» **MATERIAL FOR THE TASK**:
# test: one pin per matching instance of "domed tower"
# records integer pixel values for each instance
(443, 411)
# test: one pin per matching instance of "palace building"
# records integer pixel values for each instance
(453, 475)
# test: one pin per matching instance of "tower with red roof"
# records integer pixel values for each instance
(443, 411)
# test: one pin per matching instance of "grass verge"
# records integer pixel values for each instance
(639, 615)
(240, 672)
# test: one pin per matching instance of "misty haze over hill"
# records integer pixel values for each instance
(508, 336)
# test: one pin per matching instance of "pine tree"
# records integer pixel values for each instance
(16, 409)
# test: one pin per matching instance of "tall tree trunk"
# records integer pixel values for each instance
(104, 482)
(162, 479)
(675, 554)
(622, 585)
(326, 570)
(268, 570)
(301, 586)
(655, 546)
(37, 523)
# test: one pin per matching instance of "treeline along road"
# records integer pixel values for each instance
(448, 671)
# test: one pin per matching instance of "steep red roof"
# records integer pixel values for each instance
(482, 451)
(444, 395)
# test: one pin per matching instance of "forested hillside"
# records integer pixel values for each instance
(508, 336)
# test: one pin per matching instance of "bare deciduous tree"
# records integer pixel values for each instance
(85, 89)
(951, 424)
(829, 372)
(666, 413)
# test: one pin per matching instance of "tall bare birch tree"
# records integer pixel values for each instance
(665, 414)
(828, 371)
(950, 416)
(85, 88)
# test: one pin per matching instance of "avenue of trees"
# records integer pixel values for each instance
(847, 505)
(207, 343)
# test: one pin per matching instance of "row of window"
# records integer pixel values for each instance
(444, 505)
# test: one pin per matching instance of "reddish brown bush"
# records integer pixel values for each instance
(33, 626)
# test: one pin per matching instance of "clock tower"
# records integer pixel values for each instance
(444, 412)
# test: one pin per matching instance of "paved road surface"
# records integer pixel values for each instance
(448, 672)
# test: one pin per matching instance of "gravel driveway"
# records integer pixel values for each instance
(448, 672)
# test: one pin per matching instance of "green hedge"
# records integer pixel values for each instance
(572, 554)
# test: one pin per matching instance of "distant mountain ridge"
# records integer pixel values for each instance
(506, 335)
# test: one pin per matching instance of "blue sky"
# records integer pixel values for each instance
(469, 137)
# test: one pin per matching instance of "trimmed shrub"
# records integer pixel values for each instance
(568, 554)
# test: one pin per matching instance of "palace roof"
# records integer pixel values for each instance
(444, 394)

» **WHAT IS BEING ASKED**: Each line of the listing should be copied exactly.

» **TASK RESPONSE**:
# test: one pin per matching instance of "domed tower"
# records integer pixel values for each instance
(443, 411)
# test: one pin per matching instance of "palace building"
# records integer pixel values for each instance
(453, 475)
# test: one pin per matching instance of "tower with red roof"
# records integer pixel values for each instance
(443, 411)
# test: one pin per matching instance of "grass verge"
# records integer pixel values for each instance
(639, 615)
(240, 672)
# test: one pin per matching instance of "misty haze over hill"
# records integer pixel values for each instance
(508, 336)
# test: one pin per matching instance of "pine tree"
# records integer pixel values for each instance
(16, 409)
# test: one pin per matching instance of "tall tree trunk"
# records integer pixel values for each instance
(104, 482)
(162, 479)
(675, 554)
(622, 585)
(326, 570)
(268, 570)
(301, 586)
(655, 546)
(37, 523)
# test: one pin per matching instance of "treeline along road"
# records integer pixel values for each instance
(448, 671)
# test: one pin per matching instance of "steep red roof"
# records integer pixel values for each instance
(482, 451)
(444, 395)
# test: one pin per matching instance of "forested hillside"
# records integer pixel values for each instance
(508, 336)
# test: one pin per matching instance of "bare deciduous tree"
# records integer pixel values for each instance
(85, 89)
(951, 424)
(829, 372)
(666, 413)
# test: one pin per matching instance of "tall bare birch tree"
# records integer pixel values for each instance
(665, 414)
(828, 371)
(950, 416)
(85, 88)
# test: one pin per matching instance of "avenue of trees"
# records integer pixel values for each instance
(847, 505)
(207, 343)
# test: one pin per matching instance of "row of window"
# records integer pixel values for each instance
(444, 505)
# test: one pin per matching instance of "reddish brown bush"
# records integer pixel values for each instance
(33, 626)
# test: one pin per matching instance of "clock tower"
# records integer pixel values for each instance
(444, 412)
# test: one pin per matching instance of "paved road surface"
# records integer pixel values for each instance
(448, 672)
# test: one pin per matching instance of "gravel driveway"
# records integer pixel values for each instance
(448, 672)
# test: one pin per matching instance of "green hedge"
# records integer pixel values for each instance
(572, 554)
# test: one pin per matching instance of "distant mountain ridge"
# records integer pixel values for each instance
(506, 335)
# test: one pin per matching instance of "blue sky"
# records integer pixel values for each instance
(469, 137)
# test: one pin per matching instance of "trimmed shrub"
# records integer pixel values for each instance
(568, 554)
# test: one pin per matching instance of "palace roof"
# records integer pixel values for each instance
(444, 394)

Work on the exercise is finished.